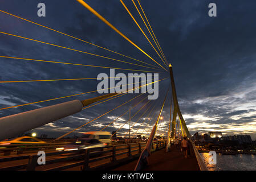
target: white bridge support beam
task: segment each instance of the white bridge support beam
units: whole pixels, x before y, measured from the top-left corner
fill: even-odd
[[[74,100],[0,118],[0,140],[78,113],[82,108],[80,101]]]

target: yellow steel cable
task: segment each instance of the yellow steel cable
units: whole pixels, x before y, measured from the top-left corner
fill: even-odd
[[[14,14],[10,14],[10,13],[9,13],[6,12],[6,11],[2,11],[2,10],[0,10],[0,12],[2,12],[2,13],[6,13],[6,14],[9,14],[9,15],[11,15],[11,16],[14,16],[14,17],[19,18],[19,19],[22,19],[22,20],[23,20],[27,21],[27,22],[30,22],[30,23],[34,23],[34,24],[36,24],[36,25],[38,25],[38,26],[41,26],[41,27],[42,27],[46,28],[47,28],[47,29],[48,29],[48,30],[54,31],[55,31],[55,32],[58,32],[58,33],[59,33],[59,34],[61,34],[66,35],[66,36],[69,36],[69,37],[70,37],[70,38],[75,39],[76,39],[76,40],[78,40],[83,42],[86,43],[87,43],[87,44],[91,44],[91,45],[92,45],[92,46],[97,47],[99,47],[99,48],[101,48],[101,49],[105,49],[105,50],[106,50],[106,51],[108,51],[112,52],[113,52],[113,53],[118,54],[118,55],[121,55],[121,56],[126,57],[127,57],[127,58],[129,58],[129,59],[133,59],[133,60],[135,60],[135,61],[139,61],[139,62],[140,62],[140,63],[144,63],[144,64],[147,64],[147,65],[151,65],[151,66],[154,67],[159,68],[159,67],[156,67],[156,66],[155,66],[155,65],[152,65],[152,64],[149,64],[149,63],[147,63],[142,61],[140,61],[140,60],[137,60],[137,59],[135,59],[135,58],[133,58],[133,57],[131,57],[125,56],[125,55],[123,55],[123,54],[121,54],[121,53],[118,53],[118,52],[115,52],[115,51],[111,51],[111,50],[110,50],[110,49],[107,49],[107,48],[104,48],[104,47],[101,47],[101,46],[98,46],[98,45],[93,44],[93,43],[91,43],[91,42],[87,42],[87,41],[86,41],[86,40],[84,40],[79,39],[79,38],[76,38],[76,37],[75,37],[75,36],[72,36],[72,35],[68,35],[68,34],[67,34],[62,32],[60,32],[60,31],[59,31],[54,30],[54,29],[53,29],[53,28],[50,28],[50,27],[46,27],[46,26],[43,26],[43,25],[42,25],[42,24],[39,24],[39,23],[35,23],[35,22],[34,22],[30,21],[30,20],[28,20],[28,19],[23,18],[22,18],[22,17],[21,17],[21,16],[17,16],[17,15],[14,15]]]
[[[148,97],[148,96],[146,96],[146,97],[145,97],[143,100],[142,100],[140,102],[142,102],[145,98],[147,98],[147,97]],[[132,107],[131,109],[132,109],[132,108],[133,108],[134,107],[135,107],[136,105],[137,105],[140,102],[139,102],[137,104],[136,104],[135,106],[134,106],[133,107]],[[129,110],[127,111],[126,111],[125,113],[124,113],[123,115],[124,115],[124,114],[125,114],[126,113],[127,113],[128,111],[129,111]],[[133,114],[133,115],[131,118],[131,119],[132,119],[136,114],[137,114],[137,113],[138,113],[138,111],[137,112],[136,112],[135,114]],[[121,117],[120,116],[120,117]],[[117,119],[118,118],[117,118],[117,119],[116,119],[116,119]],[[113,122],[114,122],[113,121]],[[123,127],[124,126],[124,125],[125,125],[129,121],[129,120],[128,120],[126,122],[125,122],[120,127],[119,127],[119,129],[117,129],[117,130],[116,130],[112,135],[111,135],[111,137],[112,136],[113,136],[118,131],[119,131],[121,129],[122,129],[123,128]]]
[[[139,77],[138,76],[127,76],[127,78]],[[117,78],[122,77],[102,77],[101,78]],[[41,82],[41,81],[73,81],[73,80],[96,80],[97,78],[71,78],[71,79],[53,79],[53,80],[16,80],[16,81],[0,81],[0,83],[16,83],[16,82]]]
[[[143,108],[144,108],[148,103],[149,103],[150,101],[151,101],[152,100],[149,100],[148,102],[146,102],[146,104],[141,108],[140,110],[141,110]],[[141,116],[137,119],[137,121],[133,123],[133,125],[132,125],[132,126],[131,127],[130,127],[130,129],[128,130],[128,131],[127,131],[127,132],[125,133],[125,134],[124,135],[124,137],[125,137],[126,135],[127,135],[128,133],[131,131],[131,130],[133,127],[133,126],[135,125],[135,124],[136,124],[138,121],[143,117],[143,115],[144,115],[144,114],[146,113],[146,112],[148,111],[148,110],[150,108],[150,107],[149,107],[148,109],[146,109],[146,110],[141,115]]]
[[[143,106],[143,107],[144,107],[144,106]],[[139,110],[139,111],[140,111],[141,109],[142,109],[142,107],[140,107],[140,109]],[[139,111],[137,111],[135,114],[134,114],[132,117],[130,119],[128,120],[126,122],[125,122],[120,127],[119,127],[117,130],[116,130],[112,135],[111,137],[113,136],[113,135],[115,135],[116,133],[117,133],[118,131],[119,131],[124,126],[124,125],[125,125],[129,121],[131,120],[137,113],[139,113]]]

— EXERCISE INSTRUCTIONS —
Copy every line of the rows above word for word, leaving out the pictures.

— FULL RESPONSE —
target: white bridge support beam
task: segment each instance of the white bridge support beam
units: whole pixels, x before y, measured from the top-left corner
fill: even-odd
[[[74,100],[0,118],[0,140],[78,113],[82,108],[80,101]]]

target: yellow steel cable
task: segment each instance of the yellow steel cable
units: whole pixels, x before y, measured from the top-left corner
fill: even-odd
[[[14,14],[10,14],[10,13],[9,13],[6,12],[6,11],[2,11],[2,10],[0,10],[0,12],[2,12],[2,13],[6,13],[6,14],[9,14],[9,15],[11,15],[11,16],[14,16],[14,17],[19,18],[19,19],[22,19],[22,20],[23,20],[27,21],[27,22],[30,22],[30,23],[34,23],[34,24],[36,24],[36,25],[38,25],[38,26],[41,26],[41,27],[42,27],[46,28],[47,28],[47,29],[48,29],[48,30],[54,31],[55,31],[55,32],[58,32],[58,33],[59,33],[59,34],[61,34],[66,35],[66,36],[69,36],[69,37],[70,37],[70,38],[75,39],[76,39],[76,40],[78,40],[83,42],[86,43],[87,43],[87,44],[91,44],[91,45],[92,45],[92,46],[97,47],[99,47],[99,48],[101,48],[101,49],[105,49],[105,50],[106,50],[106,51],[108,51],[112,52],[113,52],[113,53],[118,54],[118,55],[121,55],[121,56],[126,57],[127,57],[127,58],[129,58],[129,59],[133,59],[133,60],[135,60],[135,61],[139,61],[139,62],[140,62],[140,63],[144,63],[144,64],[147,64],[147,65],[151,65],[151,66],[154,67],[159,68],[159,67],[156,67],[156,66],[155,66],[155,65],[152,65],[152,64],[149,64],[149,63],[147,63],[142,61],[140,61],[140,60],[137,60],[137,59],[135,59],[135,58],[133,58],[133,57],[131,57],[125,56],[125,55],[123,55],[123,54],[121,54],[121,53],[118,53],[118,52],[115,52],[115,51],[111,51],[111,50],[110,50],[110,49],[107,49],[107,48],[104,48],[104,47],[101,47],[101,46],[98,46],[98,45],[93,44],[93,43],[91,43],[91,42],[87,42],[87,41],[86,41],[86,40],[84,40],[79,39],[79,38],[76,38],[76,37],[75,37],[75,36],[72,36],[72,35],[68,35],[68,34],[67,34],[62,32],[60,32],[60,31],[59,31],[54,30],[54,29],[53,29],[53,28],[50,28],[50,27],[46,27],[46,26],[43,26],[43,25],[42,25],[42,24],[39,24],[39,23],[35,23],[35,22],[34,22],[30,21],[30,20],[28,20],[28,19],[23,18],[22,18],[22,17],[21,17],[21,16],[17,16],[17,15],[14,15]]]
[[[148,97],[148,96],[146,96],[146,97],[145,97],[143,100],[142,100],[140,102],[142,102],[145,98],[147,98],[147,97]],[[132,107],[131,109],[132,109],[132,108],[133,108],[134,107],[135,107],[136,105],[137,105],[140,102],[139,102],[137,104],[136,104],[135,106],[134,106],[133,107]],[[129,110],[127,111],[126,111],[125,113],[124,113],[123,115],[124,115],[124,114],[125,114],[126,113],[127,113],[128,111],[129,111]],[[133,114],[133,115],[131,118],[131,119],[132,119],[136,114],[137,114],[137,113],[138,113],[138,111],[137,112],[136,112],[135,114]],[[121,117],[120,116],[120,117]],[[117,119],[118,118],[117,118],[117,119],[116,119],[116,119]],[[113,122],[114,122],[113,121]],[[123,127],[124,126],[124,125],[125,125],[129,121],[129,120],[128,120],[126,122],[125,122],[120,127],[119,127],[119,129],[117,129],[117,130],[116,130],[112,135],[111,135],[111,137],[112,136],[113,136],[118,131],[119,131],[121,129],[122,129],[123,128]]]
[[[139,77],[138,76],[127,76],[127,78]],[[117,78],[122,77],[102,77],[101,78]],[[41,82],[41,81],[73,81],[73,80],[96,80],[97,78],[71,78],[71,79],[53,79],[53,80],[16,80],[16,81],[0,81],[0,83],[16,83],[16,82]]]
[[[143,108],[144,108],[148,103],[149,103],[150,101],[151,101],[152,100],[149,100],[148,102],[146,102],[146,104],[141,108],[140,110],[141,110]],[[141,116],[137,119],[137,121],[133,123],[133,125],[132,125],[132,126],[131,127],[130,127],[130,129],[128,130],[128,131],[127,131],[127,132],[125,133],[125,134],[124,135],[124,137],[125,137],[126,135],[127,135],[128,133],[131,131],[131,130],[133,127],[133,126],[135,125],[135,124],[136,124],[138,121],[143,117],[143,115],[144,115],[144,114],[146,113],[146,112],[148,111],[148,110],[150,108],[150,107],[149,107],[148,109],[146,109],[146,110],[141,115]]]
[[[143,106],[143,107],[144,107],[144,106]],[[139,110],[139,111],[140,111],[141,109],[142,109],[142,107],[140,107],[140,109]],[[139,111],[137,111],[135,114],[134,114],[132,117],[130,119],[128,120],[126,122],[125,122],[120,127],[119,127],[117,130],[116,130],[112,135],[111,137],[113,136],[113,135],[115,135],[116,133],[117,133],[118,131],[119,131],[124,126],[124,125],[125,125],[129,121],[131,120],[137,113],[139,113]]]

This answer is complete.